Instructions
- a) According to the speech, how many schedules does the Tax and Superannuation Laws Amendment (2015 Measures No. 1) Bill 2015 contain?
- b) Please update the records from their first line up to and including the line with "point(20, 155)", changing "black hair" to "brown hair" and leaving everything else the same. Return only those lines.

Text passage
◆ ◆ ◆ ◆ ◆

Tax and Superannuation Laws Amendment (2015 Measures No. 1) Bill 2015

Tax and Superannuation Laws Amendment (2015 Measures No. 1) Bill 2015

House of Representatives

16 June 2015 

The Tax and Superannuation Laws Amendment (2015 Measures No. 1) Bill 2015 contains seven schedules, and I should say from the outset that Labor will be supporting the bill. But the context of this debate provides an opportunity to go to some of the issues raised within this bill which go to the cessation of the first home saver accounts scheme and the government's commitment to housing affordability; to the abolition of the dependent spouse tax offset and the government's view, somewhat inconsistent, on this scheme; and to offshore banking units and the government's frankly lacklustre approach to tackling multinational profit shifting.

On the issue of housing affordability we have seen a great deal of talk from the government, but unfortunately much of that talk has managed to put much of Australia offside. It was only last week that we had the Treasurer telling a press conference that if housing were unaffordable in Sydney no-one would be buying it. As has been pointed out, one can easily take 'housing' out of that sentence and replace it with any noun you like. If diamond encrusted iPhone covers were unaffordable, no-one would be buying them, you might well say. But of course such a statement would be ridiculous.

We have had clear statements now from the Treasury Secretary, John Fraser, who said:

When you look at the housing price bubble evidence, it's unequivocally the case in Sydney.

We have heard from the head of the Reserve Bank, Glenn Stevens:

What is happening in housing in Sydney I find acutely concerning for a host of reasons …

Then, going further still, he said:

Yes I am very concerned about Sydney and some of what is happening is crazy …

When central bank governors use words like 'crazy', sensible policy makers sit up and take notice. But the only response of the Treasurer to these statements from his chief economic adviser and from the head of the Reserve Bank was to say that Australians should go out and 'get a good job that pays good money'. Frankly, that is a little hard to do when you have people like Senator Abetz arguing there is a wages break-out in Australia, effectively arguing for wages to be lower, not higher. We have seen wages growth languishing under this government—perhaps unsurprising given that it is led by a Prime Minister who, in Battlelines, defended the economics of Work Choices, arguing only that the politics was bad. So, when you have got a government of Work Choices, it is going to be pretty tough for Australians to get a good job that pays good money.

◆ ◆ ◆ ◆ ◆

The input

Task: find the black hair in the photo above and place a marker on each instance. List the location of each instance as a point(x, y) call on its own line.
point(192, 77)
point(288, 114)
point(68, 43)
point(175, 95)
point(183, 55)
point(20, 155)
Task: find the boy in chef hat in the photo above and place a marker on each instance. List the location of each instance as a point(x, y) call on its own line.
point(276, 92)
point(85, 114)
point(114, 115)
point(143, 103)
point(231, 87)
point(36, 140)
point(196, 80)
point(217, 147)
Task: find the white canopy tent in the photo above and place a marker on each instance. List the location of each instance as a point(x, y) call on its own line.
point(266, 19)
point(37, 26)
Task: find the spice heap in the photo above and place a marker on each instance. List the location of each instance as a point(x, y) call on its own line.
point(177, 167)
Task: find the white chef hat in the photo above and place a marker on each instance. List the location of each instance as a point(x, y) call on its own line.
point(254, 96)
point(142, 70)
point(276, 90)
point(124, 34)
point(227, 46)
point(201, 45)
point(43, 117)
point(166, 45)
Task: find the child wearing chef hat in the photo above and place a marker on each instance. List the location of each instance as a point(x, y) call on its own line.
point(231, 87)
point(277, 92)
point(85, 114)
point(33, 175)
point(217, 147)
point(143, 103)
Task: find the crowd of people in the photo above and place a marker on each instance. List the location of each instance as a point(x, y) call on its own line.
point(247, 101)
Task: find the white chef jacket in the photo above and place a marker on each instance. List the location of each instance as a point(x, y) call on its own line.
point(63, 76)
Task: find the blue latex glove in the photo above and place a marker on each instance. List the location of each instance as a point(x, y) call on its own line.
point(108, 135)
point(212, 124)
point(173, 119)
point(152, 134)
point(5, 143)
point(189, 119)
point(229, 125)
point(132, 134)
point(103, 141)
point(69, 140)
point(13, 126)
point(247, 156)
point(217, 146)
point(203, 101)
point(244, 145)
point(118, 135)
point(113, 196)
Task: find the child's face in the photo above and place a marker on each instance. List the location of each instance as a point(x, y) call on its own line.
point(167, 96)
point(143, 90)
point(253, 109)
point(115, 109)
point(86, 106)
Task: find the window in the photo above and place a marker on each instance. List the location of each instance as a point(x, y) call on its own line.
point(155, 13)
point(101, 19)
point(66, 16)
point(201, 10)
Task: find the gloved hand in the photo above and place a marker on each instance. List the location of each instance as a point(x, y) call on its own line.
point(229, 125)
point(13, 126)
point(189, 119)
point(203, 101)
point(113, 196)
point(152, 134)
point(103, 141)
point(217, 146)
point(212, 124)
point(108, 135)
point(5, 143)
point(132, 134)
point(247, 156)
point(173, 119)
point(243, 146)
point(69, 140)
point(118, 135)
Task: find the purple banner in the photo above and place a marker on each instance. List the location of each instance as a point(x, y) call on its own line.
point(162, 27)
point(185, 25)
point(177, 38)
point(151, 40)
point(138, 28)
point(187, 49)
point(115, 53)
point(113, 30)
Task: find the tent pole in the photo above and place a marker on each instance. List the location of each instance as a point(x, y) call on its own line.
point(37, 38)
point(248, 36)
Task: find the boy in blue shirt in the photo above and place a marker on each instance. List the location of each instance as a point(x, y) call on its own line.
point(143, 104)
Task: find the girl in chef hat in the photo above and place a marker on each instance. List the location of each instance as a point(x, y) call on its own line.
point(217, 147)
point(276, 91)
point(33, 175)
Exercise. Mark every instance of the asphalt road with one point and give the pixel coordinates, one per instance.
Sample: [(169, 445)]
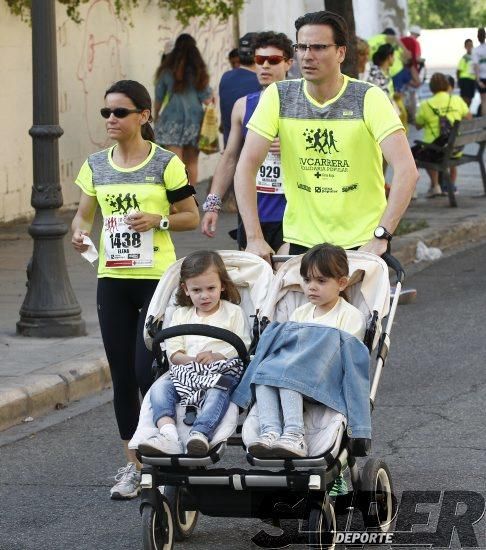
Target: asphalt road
[(428, 425)]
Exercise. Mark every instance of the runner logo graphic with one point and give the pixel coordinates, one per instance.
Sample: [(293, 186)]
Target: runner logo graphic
[(111, 224), (320, 141), (122, 204)]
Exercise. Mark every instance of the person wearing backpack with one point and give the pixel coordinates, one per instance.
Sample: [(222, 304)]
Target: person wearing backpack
[(437, 116)]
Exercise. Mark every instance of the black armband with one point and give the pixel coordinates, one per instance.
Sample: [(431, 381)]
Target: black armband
[(180, 194)]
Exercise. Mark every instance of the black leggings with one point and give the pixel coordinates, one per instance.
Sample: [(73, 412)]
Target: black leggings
[(122, 307)]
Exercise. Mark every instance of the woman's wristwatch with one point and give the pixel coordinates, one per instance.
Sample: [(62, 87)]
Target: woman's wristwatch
[(382, 233)]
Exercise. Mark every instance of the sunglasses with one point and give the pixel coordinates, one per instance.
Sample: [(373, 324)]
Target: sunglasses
[(119, 112), (272, 59), (316, 48)]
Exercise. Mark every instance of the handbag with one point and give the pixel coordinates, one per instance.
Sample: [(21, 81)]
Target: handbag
[(209, 134)]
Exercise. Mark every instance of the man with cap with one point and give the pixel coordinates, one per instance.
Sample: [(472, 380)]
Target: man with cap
[(413, 46), (238, 82)]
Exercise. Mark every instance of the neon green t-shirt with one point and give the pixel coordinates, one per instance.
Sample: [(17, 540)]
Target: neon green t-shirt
[(331, 159), (465, 67), (452, 106), (149, 187)]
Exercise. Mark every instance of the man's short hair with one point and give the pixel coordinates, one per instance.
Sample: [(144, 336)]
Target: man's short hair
[(245, 48), (438, 83), (333, 20), (277, 40)]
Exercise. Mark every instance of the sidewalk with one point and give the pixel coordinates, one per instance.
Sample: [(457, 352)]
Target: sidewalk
[(38, 375)]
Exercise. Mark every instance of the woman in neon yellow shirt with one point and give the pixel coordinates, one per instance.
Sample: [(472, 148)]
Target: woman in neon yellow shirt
[(134, 182), (442, 102)]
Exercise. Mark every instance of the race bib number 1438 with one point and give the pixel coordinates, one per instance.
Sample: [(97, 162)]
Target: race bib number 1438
[(125, 247)]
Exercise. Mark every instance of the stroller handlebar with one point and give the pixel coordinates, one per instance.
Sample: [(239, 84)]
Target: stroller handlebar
[(394, 264), (202, 330)]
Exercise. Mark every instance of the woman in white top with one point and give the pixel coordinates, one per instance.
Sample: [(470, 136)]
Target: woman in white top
[(206, 295), (325, 270)]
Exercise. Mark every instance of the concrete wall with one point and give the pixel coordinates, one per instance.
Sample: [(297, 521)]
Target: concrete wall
[(371, 16), (91, 55)]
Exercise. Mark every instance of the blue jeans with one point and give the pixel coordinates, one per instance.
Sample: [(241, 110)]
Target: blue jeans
[(164, 398), (279, 410)]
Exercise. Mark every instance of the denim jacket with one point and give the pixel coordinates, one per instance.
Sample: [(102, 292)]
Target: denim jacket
[(325, 364)]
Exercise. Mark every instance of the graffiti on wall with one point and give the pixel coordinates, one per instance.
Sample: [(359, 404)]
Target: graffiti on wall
[(100, 63)]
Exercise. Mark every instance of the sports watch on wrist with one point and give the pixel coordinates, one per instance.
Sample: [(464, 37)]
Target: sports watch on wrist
[(382, 233), (164, 223)]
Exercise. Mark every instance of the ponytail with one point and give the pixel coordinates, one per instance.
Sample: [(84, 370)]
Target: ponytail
[(148, 132)]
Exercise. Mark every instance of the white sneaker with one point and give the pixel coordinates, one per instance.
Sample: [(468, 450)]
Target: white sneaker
[(290, 444), (262, 447), (128, 483), (197, 444), (435, 191), (161, 443)]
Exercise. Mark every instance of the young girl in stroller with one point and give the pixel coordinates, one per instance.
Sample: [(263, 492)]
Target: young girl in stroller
[(203, 371), (325, 271)]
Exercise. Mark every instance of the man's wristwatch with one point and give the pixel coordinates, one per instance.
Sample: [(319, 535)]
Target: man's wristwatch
[(164, 223), (382, 233)]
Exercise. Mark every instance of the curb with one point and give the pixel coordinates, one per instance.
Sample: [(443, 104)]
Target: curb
[(446, 239), (53, 387), (60, 384)]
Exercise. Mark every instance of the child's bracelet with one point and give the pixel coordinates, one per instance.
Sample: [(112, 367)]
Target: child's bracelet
[(213, 203)]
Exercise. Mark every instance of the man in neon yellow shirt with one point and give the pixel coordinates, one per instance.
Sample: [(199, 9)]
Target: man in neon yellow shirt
[(465, 74), (331, 129)]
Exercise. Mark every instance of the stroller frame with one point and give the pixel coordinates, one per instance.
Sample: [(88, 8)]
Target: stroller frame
[(174, 487)]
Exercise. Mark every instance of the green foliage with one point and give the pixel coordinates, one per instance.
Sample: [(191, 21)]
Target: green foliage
[(184, 9), (446, 14)]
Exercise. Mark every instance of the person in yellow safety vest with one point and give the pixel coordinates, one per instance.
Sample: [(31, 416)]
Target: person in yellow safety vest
[(466, 76), (389, 36)]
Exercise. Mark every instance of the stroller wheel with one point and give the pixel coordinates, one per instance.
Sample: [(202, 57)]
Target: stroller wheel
[(322, 526), (184, 520), (377, 500), (157, 527)]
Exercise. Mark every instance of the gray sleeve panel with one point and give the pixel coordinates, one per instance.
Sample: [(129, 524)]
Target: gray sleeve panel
[(294, 104), (152, 172)]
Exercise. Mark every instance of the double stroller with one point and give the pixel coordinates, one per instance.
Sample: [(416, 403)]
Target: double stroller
[(175, 489)]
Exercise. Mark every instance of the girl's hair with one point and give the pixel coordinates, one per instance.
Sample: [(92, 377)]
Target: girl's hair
[(382, 54), (140, 97), (438, 83), (186, 65), (196, 264), (329, 260)]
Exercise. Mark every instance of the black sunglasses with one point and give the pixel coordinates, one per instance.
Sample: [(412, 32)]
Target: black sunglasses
[(119, 112)]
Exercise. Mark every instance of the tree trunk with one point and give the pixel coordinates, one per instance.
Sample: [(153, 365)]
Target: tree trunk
[(345, 9)]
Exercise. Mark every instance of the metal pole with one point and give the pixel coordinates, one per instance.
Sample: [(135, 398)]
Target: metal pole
[(50, 307)]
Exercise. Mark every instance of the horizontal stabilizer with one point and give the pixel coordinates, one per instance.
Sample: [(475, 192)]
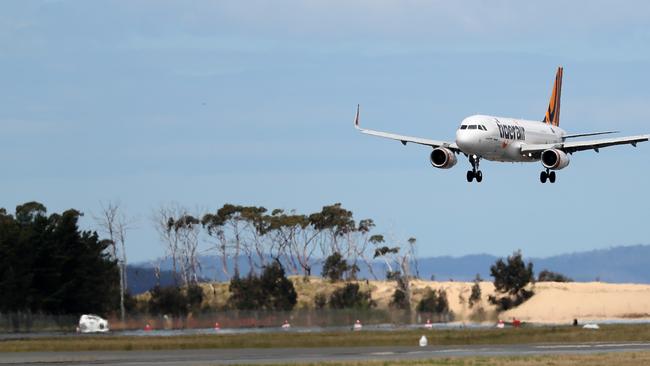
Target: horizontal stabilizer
[(590, 134)]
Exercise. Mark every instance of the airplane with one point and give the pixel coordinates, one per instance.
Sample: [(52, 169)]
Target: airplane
[(505, 139)]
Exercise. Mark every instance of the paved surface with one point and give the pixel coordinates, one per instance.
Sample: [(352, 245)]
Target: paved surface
[(283, 355)]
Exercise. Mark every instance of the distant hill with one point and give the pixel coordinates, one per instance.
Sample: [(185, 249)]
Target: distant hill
[(615, 265)]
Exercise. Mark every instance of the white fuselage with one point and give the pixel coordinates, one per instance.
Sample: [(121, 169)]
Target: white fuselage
[(500, 138)]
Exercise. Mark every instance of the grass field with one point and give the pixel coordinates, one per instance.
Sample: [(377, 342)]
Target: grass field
[(606, 359), (611, 333)]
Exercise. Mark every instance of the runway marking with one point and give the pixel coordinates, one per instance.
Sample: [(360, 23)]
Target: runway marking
[(623, 345), (561, 346)]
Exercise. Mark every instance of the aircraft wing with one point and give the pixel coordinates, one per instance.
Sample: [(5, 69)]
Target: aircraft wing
[(405, 139), (573, 146)]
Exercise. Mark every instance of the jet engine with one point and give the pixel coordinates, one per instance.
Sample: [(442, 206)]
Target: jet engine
[(443, 158), (555, 159)]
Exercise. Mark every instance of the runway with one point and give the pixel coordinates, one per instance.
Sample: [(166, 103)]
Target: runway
[(284, 355)]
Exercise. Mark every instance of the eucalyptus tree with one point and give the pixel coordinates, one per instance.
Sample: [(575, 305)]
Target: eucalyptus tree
[(113, 222)]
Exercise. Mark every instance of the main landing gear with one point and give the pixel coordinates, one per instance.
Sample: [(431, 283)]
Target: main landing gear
[(475, 172), (547, 175)]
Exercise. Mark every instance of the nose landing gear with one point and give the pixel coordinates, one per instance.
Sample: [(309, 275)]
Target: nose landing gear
[(547, 175), (475, 172)]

◆ ◆ ◆ ◆ ◆

Written responses
- a) Seven schedules.

- b)
Task: find the brown hair in the photo above and place a marker on each instance. List the location of each instance as a point(x, y) call on its own line.
point(192, 77)
point(288, 114)
point(68, 43)
point(175, 95)
point(183, 55)
point(20, 155)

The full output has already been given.